PASSAGE PROVIDED:
>> start
In the board game world, Disney doesn’t have a reputation for much beyond slapping their IP onto garbage toy-games. Like they say: merchandise, merchandise, merchandise. On the other hand, Disney has a rich history of peppering their animations with board games to improve their narratives. Let’s look at 10 times board games got into Disney films.
Beauty and the Beast – Chess
No one matches wits like Gaston. Exceeds often, but matches never. Regardless your feelings about the mixed messages and plot holes in Beauty and the Beast, we can all agree that if you flip the board in chess, you’re an asshole.
Especially since Gaston managed to play long enough that his only remaining pieces were two Pawns and his King. Did Gaston really think he had a chance up until that point?
Gaston is the kind of person who would drag out a chess game for hours, and then flip the board. Ignore the rest of the film: that alone makes Gaston the villain.
The Hunchback of Notre Dame – Poker
Of Quasimodo’s three gargoyles, Hugo is portrayed as the streetwise schemer, reinforced by a bit of playing card manipulation. The character quirk expands into a quick anachronistic poker moment during “A Guy Like You”.
While the felt table and casino visor are out of time, playing cards have an interesting history in France. During Quasimodo’s time, most playing card designs were influenced by Spanish culture. It’s interesting that another Spanish influence is Esmeralda’s name.
Though minor, these elements help deepen the “otherness” of Quasimodo and Esmeralda from the French establishment and Frollo.
>> end
DATA EXCERPTS:
>> start
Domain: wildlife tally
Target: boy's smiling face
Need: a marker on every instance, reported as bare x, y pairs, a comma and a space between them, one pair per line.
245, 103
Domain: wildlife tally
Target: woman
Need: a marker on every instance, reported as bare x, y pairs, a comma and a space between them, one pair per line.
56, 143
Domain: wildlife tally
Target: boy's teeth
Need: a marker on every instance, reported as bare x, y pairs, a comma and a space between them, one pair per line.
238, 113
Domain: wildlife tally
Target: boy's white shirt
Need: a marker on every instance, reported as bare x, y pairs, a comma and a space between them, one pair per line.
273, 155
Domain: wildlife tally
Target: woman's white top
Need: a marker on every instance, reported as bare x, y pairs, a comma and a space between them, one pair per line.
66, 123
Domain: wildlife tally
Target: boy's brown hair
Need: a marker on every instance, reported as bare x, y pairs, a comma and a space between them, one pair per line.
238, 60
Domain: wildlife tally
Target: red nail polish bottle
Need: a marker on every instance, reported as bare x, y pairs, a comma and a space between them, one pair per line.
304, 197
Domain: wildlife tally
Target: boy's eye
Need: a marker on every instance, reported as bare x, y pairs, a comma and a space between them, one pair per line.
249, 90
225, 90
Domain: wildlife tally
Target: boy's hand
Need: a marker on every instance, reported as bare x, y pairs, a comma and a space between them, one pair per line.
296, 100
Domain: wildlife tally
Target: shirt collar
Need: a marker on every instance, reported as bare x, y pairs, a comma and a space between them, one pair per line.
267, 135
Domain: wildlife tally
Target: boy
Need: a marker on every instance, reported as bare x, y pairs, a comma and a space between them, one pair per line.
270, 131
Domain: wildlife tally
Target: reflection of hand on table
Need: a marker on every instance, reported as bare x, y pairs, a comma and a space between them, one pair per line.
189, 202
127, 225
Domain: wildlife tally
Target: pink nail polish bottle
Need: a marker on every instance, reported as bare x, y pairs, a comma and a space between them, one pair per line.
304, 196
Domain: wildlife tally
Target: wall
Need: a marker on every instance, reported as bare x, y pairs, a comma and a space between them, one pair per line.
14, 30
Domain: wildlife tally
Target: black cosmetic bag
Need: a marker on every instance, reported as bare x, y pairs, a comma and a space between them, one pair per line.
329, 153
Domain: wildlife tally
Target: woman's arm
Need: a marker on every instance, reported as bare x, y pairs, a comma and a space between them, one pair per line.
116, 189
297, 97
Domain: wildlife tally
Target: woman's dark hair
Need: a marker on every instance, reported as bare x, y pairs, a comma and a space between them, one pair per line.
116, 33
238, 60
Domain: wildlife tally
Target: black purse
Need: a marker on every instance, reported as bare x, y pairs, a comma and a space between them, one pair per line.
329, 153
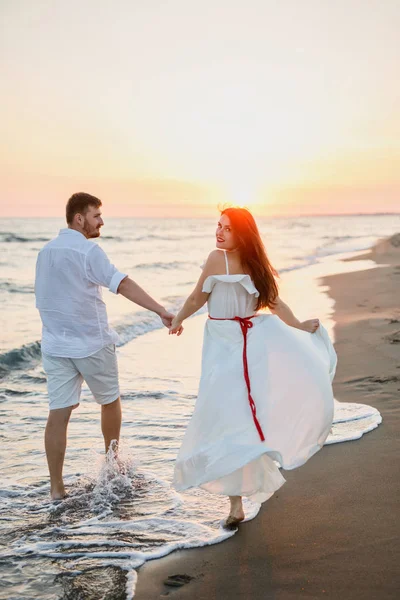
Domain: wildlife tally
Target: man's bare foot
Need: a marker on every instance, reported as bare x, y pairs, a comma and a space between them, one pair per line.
58, 494
311, 325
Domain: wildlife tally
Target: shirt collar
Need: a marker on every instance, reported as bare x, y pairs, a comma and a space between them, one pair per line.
68, 231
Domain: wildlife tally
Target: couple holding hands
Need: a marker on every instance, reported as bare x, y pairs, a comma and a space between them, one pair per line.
265, 396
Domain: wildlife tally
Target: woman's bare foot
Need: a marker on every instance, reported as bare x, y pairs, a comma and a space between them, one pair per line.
311, 325
236, 514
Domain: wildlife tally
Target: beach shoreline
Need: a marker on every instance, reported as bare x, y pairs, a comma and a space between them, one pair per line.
331, 531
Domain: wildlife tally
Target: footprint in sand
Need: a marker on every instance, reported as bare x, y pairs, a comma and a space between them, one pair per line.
394, 338
373, 383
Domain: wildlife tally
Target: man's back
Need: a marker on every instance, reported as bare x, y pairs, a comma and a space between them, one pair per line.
70, 271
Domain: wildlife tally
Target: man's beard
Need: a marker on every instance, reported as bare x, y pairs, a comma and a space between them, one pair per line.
91, 232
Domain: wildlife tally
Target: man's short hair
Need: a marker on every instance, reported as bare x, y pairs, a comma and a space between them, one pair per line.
79, 203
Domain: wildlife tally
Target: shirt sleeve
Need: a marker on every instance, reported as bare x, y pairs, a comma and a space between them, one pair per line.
100, 271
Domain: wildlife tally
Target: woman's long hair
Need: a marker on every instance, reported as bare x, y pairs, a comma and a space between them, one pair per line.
253, 255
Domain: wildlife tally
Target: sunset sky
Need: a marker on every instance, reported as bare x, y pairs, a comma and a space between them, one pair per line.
171, 108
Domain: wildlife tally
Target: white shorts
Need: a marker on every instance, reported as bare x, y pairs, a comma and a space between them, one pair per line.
66, 375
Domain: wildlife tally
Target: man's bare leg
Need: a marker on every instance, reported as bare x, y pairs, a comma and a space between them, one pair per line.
111, 422
55, 439
236, 511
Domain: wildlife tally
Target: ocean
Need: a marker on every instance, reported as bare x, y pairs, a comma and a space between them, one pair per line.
114, 519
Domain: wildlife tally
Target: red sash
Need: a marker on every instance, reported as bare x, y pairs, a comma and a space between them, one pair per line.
245, 324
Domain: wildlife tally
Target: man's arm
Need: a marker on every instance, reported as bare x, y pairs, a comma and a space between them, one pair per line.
133, 292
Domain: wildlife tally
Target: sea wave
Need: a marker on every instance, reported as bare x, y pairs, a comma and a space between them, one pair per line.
163, 265
19, 358
9, 237
140, 323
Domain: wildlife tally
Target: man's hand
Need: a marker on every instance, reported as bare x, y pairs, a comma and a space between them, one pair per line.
166, 318
176, 327
311, 326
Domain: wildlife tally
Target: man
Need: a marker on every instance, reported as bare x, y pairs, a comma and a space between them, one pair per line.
77, 343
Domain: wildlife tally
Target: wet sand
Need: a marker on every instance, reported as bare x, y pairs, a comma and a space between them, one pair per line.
332, 530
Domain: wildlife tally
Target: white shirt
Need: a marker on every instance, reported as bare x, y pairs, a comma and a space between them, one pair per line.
70, 271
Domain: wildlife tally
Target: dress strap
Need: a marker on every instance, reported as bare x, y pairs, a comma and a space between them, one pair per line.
226, 263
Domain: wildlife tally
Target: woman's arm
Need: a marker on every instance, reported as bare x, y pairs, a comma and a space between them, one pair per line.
197, 298
282, 310
131, 290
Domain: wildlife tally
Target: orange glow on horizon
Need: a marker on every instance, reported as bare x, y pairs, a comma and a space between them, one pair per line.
242, 115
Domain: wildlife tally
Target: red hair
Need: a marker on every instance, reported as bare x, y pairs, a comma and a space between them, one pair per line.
253, 255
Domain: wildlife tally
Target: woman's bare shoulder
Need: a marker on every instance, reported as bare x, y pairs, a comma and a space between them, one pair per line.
215, 263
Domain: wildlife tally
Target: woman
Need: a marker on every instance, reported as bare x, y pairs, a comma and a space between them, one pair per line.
265, 394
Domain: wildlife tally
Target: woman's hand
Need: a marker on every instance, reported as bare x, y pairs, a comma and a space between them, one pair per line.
176, 327
311, 325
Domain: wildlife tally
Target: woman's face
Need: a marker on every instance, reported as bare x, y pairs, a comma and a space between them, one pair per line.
224, 236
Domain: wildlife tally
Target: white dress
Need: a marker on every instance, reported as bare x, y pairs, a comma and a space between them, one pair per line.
290, 373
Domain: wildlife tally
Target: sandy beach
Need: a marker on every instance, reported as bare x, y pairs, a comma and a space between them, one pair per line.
332, 531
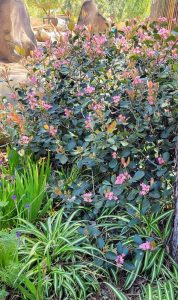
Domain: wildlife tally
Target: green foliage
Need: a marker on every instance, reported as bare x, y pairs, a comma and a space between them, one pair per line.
9, 264
120, 9
106, 110
61, 255
23, 189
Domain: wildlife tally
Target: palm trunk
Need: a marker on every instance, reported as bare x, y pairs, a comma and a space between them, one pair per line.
175, 229
158, 8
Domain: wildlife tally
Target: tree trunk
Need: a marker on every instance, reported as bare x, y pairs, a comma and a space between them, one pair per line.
175, 229
158, 9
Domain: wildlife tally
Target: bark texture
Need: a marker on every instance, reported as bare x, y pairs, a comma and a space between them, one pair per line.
175, 229
89, 15
15, 29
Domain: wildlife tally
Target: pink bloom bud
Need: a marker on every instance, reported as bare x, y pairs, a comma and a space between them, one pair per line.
87, 197
120, 260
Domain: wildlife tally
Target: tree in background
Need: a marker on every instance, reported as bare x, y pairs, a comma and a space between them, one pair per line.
43, 5
120, 9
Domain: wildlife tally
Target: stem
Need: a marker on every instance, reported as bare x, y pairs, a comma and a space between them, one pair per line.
175, 228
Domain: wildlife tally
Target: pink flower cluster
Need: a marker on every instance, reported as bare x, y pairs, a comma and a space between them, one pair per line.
137, 80
14, 96
160, 160
32, 100
89, 90
95, 46
67, 112
33, 80
122, 119
24, 140
164, 33
52, 130
89, 123
46, 106
80, 94
114, 155
152, 92
120, 260
38, 54
110, 196
146, 246
98, 106
123, 177
116, 99
144, 189
87, 197
123, 44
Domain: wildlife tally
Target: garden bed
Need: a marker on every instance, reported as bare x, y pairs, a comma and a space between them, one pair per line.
89, 186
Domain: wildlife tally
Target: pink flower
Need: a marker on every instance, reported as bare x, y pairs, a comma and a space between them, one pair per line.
89, 90
14, 96
89, 123
33, 80
87, 197
116, 99
146, 246
46, 106
160, 160
68, 112
38, 53
121, 178
150, 53
137, 80
120, 260
137, 50
24, 140
80, 94
144, 189
162, 19
32, 100
164, 33
122, 119
114, 155
98, 106
52, 130
110, 196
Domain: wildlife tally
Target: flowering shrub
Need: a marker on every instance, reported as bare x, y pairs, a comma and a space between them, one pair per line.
109, 106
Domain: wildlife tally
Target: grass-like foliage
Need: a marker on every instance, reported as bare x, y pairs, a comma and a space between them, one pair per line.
105, 108
62, 255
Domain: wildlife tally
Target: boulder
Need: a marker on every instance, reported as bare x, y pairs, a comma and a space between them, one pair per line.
15, 31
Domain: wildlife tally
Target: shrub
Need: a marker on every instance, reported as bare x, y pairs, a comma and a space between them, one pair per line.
61, 255
23, 189
107, 107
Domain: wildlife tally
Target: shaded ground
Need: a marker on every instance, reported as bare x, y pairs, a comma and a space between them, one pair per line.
17, 74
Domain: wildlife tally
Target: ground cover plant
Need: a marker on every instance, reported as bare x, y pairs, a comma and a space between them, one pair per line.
104, 109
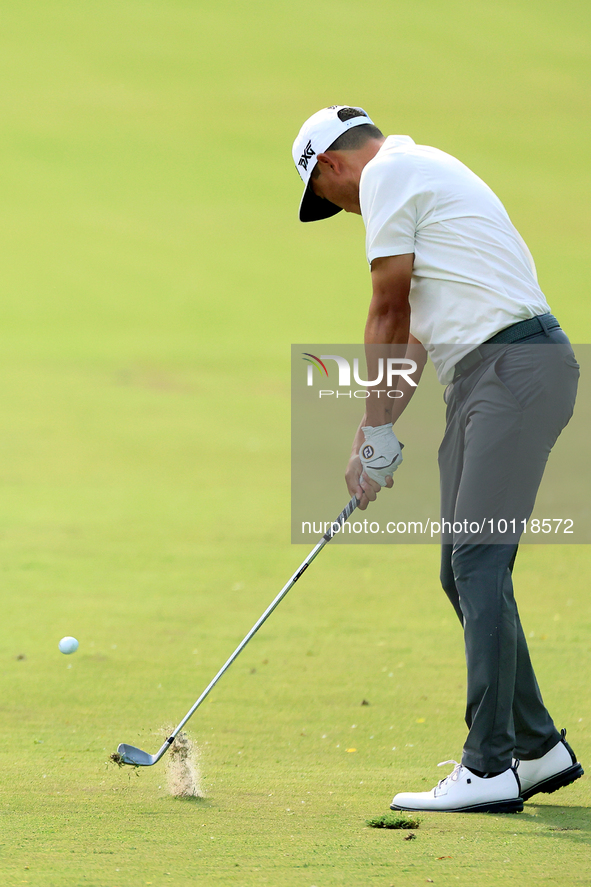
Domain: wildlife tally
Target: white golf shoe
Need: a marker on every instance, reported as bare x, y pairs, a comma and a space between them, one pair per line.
464, 792
555, 769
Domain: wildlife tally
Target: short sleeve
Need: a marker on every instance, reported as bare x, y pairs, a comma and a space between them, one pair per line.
390, 194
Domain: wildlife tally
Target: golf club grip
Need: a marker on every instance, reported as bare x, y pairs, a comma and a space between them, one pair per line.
343, 516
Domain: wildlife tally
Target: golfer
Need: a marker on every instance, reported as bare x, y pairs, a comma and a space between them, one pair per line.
452, 280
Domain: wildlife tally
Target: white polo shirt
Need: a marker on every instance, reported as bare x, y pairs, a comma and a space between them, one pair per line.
473, 275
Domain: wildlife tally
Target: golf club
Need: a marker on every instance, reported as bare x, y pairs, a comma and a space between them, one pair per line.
128, 754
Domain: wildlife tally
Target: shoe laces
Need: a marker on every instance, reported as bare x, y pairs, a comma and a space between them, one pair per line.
453, 776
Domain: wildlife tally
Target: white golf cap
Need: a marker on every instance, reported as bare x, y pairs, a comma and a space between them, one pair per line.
316, 136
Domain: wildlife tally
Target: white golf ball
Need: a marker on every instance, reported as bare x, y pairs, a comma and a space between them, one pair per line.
68, 645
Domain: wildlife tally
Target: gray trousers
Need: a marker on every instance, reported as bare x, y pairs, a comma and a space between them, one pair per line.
503, 418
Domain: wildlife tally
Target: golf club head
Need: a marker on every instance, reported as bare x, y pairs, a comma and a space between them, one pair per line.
135, 756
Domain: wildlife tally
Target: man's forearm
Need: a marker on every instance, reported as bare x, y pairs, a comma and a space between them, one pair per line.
385, 334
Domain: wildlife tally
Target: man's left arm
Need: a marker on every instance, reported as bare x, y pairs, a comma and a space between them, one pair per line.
388, 324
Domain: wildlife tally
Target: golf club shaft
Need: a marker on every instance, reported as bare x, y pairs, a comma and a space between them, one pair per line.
332, 530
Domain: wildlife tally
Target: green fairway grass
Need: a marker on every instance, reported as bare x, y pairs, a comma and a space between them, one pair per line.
154, 276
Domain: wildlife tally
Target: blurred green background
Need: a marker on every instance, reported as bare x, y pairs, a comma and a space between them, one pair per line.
154, 275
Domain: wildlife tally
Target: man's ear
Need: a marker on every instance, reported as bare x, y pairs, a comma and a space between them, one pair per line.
329, 161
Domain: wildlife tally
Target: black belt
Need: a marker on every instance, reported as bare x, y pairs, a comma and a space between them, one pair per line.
543, 323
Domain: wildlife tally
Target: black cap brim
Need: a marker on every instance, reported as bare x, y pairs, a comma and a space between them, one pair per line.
314, 208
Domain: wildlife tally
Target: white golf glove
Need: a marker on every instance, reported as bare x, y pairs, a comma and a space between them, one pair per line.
381, 454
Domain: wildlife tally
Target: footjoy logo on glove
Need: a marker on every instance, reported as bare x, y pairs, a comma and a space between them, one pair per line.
389, 371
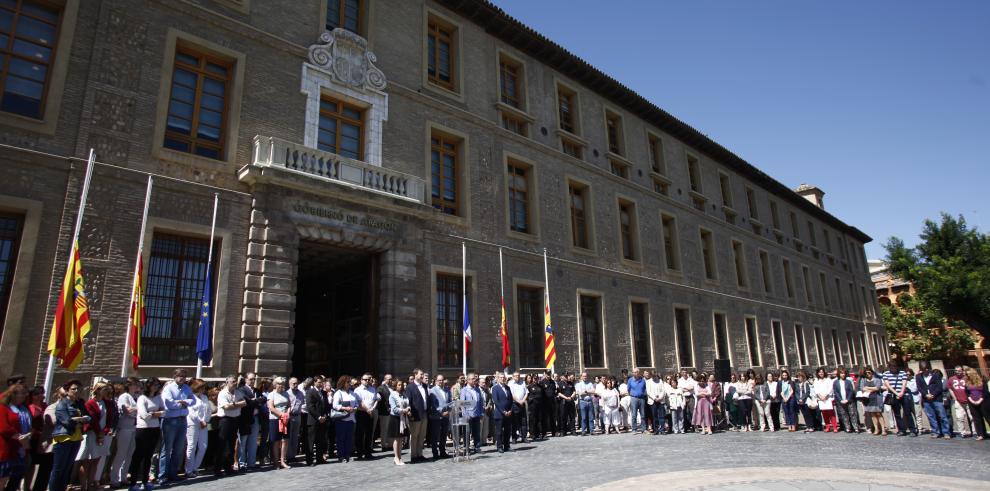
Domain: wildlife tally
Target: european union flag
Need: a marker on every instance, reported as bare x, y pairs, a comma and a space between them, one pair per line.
204, 338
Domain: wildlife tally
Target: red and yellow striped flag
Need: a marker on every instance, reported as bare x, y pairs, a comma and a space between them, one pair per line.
137, 315
549, 350
504, 333
71, 317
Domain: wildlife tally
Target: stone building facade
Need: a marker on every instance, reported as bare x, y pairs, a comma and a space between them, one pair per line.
355, 145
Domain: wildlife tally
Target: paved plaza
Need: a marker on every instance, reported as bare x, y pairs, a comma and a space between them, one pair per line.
747, 461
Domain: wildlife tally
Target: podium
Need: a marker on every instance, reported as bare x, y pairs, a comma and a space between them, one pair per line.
460, 431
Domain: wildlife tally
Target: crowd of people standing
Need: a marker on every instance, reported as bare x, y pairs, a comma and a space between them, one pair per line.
142, 434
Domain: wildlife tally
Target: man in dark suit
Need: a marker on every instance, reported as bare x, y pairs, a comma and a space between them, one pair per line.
316, 431
439, 425
930, 386
418, 396
502, 413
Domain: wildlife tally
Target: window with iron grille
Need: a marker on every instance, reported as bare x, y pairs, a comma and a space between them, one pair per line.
173, 296
197, 108
341, 128
28, 42
344, 13
11, 226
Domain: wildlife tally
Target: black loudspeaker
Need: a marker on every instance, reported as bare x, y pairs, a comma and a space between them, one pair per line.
722, 371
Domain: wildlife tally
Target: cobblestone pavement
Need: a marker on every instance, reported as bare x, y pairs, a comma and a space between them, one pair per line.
658, 462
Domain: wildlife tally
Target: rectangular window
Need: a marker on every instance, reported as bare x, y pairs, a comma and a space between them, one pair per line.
708, 254
801, 346
765, 269
671, 248
174, 292
753, 342
341, 128
820, 347
694, 173
685, 346
824, 286
444, 173
618, 168
851, 348
788, 279
592, 349
742, 280
197, 107
838, 295
725, 188
657, 162
567, 110
721, 337
344, 13
862, 349
579, 200
510, 82
754, 212
627, 231
836, 351
440, 54
11, 226
519, 220
529, 302
450, 321
774, 215
572, 148
780, 351
28, 37
641, 334
613, 131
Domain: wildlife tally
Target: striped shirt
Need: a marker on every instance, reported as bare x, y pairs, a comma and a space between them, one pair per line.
>> end
TASKS FOR THIS EXERCISE:
A: From the article on board games in Disney films, reproduce the part that opens with the words containing "Beauty and the Beast –" and closes with "you’re an asshole.".
B: In the article on board games in Disney films, what purpose does the Hunchback of Notre Dame section give for the Spanish influences it points out? Explain in one to three sentences.

SOLVED TASKS:
A:
Beauty and the Beast – Chess
No one matches wits like Gaston. Exceeds often, but matches never. Regardless your feelings about the mixed messages and plot holes in Beauty and the Beast, we can all agree that if you flip the board in chess, you’re an asshole.

B: The section notes that playing card designs of Quasimodo's time were influenced by Spanish culture and that Esmeralda's name also has a Spanish influence. Though minor, these elements help deepen the "otherness" of Quasimodo and Esmeralda from the French establishment and Frollo.